**EXTRACT PROVIDED:**
7 Deadly Sins of Business Growth


The sole purpose of a business is to grow. This can take on many dimensions — profits, revenues, market share, brand or community influence, just to name a few. The road to growth is very simple. Innovation is required to drive growth. You make something better or new (products, services, solutions, etc.) and you sell to someone better or new (markets, segments, channels, etc.). Basically, that’s it; the rest is just fine print.

It sounds easy enough, but of course it isn’t. This is because there are seven underlying issues — deadly sins if you will — that make growth difficult and completely different from everything else you do in your business. But there is hope — simple things you can do to avoid the anguish and misery that often accompany the wide range of chaotic activities that produce valuable growth.

**RECORDS:**
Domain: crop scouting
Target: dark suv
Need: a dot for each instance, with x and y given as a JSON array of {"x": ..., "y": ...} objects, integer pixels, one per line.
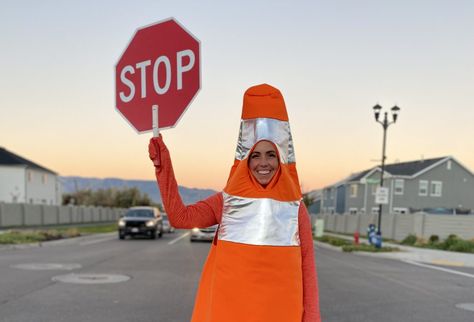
[{"x": 145, "y": 221}]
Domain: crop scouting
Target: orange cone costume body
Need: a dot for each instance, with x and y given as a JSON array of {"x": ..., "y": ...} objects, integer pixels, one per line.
[{"x": 261, "y": 264}]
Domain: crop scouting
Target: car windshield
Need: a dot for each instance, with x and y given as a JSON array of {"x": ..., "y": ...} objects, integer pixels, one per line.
[{"x": 140, "y": 213}]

**EXERCISE:** Condense the passage on business growth into two sentences.

**FINISHED ANSWER:** A business exists to grow, and that growth comes through innovation: making something better or new and selling it to someone better or new. The road sounds simple but isn't, because seven underlying issues, or "deadly sins," make growth difficult, though simple steps can help avoid the misery that often comes with it.